WORKING DATA
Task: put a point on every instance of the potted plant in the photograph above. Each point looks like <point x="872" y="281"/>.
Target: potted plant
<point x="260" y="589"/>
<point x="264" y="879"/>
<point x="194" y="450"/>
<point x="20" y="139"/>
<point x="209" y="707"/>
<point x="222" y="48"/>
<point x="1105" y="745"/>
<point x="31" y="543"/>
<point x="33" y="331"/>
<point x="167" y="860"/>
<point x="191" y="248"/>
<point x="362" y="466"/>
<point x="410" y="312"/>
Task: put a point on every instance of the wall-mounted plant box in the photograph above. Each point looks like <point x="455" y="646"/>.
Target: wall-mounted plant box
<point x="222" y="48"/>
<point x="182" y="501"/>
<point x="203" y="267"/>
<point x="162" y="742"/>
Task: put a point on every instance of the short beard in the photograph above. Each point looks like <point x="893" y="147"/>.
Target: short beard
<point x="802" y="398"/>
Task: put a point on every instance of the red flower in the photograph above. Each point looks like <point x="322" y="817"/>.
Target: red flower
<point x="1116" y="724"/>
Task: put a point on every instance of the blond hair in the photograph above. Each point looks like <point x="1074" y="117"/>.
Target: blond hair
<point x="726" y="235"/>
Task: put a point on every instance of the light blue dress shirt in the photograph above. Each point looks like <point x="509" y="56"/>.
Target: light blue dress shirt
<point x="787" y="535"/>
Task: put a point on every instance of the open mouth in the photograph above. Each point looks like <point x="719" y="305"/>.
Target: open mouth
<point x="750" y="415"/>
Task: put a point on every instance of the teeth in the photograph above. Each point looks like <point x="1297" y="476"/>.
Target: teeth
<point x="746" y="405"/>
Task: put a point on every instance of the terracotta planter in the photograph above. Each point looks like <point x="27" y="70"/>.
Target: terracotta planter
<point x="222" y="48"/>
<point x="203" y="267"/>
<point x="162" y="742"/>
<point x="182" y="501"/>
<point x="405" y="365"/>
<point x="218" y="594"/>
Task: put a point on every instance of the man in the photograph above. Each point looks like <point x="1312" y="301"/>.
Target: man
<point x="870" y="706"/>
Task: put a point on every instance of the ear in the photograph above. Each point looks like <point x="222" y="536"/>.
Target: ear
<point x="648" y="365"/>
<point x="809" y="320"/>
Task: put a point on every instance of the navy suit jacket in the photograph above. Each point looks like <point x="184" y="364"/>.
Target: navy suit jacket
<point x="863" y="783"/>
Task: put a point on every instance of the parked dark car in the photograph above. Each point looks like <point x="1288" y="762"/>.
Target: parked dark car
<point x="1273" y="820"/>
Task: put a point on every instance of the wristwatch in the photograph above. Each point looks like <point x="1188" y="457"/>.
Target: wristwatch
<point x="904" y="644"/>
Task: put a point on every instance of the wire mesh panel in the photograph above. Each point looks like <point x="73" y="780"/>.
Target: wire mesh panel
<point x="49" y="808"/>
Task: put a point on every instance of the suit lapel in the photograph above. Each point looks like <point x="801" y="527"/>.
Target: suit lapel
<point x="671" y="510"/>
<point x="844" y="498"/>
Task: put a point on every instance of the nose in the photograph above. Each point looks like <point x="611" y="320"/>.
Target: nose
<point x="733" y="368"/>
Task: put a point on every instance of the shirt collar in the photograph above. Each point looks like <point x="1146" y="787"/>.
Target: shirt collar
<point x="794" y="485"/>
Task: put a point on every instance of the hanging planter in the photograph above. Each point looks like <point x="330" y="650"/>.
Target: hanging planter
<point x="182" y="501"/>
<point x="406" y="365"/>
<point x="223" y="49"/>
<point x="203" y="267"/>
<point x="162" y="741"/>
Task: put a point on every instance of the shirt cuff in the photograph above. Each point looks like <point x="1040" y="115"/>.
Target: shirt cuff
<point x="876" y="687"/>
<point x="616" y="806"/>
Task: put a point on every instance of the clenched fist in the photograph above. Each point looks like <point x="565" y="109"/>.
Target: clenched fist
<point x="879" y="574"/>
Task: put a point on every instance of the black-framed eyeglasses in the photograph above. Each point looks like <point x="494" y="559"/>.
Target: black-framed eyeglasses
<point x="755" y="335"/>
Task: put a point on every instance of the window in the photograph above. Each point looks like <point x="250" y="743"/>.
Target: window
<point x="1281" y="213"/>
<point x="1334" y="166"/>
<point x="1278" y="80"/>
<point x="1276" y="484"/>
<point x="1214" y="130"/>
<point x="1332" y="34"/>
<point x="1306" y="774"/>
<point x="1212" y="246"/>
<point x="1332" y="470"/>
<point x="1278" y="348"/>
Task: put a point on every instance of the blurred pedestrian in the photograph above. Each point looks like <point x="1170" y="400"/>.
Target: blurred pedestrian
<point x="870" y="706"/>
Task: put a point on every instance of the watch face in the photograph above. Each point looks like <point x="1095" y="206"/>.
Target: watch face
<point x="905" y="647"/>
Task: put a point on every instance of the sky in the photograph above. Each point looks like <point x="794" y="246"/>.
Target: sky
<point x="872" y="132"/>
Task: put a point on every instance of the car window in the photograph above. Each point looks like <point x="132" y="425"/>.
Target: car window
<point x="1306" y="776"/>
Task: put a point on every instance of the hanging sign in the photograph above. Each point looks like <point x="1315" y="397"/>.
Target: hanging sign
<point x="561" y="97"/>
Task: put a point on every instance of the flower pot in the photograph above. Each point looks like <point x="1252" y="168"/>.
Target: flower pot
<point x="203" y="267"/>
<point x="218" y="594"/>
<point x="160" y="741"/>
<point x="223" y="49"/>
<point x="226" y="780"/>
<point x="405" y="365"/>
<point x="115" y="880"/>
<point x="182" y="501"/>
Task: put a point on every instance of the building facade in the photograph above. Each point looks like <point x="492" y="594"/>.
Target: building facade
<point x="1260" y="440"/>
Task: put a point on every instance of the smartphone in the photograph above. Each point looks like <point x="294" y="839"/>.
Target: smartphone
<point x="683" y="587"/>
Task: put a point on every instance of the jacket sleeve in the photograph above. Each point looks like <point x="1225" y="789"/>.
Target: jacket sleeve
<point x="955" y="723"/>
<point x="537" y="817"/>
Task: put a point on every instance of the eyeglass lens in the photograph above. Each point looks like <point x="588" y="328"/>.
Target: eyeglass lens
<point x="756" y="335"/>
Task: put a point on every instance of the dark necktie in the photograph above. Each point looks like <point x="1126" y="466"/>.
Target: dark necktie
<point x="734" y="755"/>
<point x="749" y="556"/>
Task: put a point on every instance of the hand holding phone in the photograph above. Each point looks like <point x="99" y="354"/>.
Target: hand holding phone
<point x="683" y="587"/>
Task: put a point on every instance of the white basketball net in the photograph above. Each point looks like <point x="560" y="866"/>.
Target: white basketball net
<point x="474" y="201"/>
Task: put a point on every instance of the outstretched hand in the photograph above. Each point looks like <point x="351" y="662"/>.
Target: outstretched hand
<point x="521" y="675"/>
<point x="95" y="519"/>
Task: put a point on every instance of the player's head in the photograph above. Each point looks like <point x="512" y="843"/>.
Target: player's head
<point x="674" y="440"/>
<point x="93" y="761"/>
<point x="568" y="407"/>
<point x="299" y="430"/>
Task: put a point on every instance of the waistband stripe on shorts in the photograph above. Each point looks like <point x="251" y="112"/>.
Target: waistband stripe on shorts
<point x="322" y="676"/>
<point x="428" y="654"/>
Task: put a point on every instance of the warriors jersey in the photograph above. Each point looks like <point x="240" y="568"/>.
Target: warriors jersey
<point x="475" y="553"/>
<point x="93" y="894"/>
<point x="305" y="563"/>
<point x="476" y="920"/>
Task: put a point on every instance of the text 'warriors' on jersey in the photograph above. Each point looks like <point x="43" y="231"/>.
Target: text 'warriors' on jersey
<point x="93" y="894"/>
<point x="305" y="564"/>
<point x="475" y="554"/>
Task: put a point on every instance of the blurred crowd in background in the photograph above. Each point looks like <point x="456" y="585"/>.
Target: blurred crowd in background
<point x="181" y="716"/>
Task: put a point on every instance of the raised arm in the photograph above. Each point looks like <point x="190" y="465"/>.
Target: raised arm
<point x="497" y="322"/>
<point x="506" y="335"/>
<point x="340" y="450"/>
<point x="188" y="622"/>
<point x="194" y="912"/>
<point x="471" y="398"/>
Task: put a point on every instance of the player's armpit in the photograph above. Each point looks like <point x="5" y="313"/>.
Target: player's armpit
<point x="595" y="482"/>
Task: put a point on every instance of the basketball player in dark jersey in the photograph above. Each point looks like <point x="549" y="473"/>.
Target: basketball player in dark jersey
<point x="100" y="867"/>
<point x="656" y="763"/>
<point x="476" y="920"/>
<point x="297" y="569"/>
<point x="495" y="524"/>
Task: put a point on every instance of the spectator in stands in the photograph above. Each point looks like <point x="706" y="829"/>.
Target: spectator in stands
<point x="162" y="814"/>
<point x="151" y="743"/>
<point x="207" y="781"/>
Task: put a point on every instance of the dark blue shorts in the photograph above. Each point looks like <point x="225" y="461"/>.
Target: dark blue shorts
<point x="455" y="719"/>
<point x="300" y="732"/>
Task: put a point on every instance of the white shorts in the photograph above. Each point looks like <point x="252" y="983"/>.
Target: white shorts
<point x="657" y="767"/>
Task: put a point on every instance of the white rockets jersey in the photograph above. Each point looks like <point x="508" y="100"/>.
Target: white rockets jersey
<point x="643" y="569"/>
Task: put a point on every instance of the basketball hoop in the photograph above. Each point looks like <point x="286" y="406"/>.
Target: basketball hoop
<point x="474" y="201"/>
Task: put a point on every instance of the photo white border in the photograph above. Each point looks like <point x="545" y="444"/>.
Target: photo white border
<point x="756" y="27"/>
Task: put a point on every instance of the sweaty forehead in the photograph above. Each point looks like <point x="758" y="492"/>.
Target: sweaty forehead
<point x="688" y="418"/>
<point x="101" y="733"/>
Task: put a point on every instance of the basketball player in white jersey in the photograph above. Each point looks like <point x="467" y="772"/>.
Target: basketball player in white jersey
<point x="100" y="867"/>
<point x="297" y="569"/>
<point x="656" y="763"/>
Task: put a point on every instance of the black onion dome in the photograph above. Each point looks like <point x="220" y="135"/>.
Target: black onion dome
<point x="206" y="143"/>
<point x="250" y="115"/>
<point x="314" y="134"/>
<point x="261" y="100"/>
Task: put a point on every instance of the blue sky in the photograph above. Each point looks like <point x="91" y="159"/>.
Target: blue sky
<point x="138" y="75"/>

TO DO
Please make an exact copy of the lines above from the line with "Task: put a point on every instance of the waistband" through the line with "Task: put a point on every instance of the warriors", both ends included.

EXERCISE RESULT
Task: put a point on every instance of the waistband stripe on shorts in the photograph above. Each point looks like <point x="251" y="112"/>.
Target: waistband stripe on shorts
<point x="322" y="676"/>
<point x="428" y="654"/>
Task: put a point on every instance of the warriors jersey in the photograph above. Each point looks like <point x="240" y="568"/>.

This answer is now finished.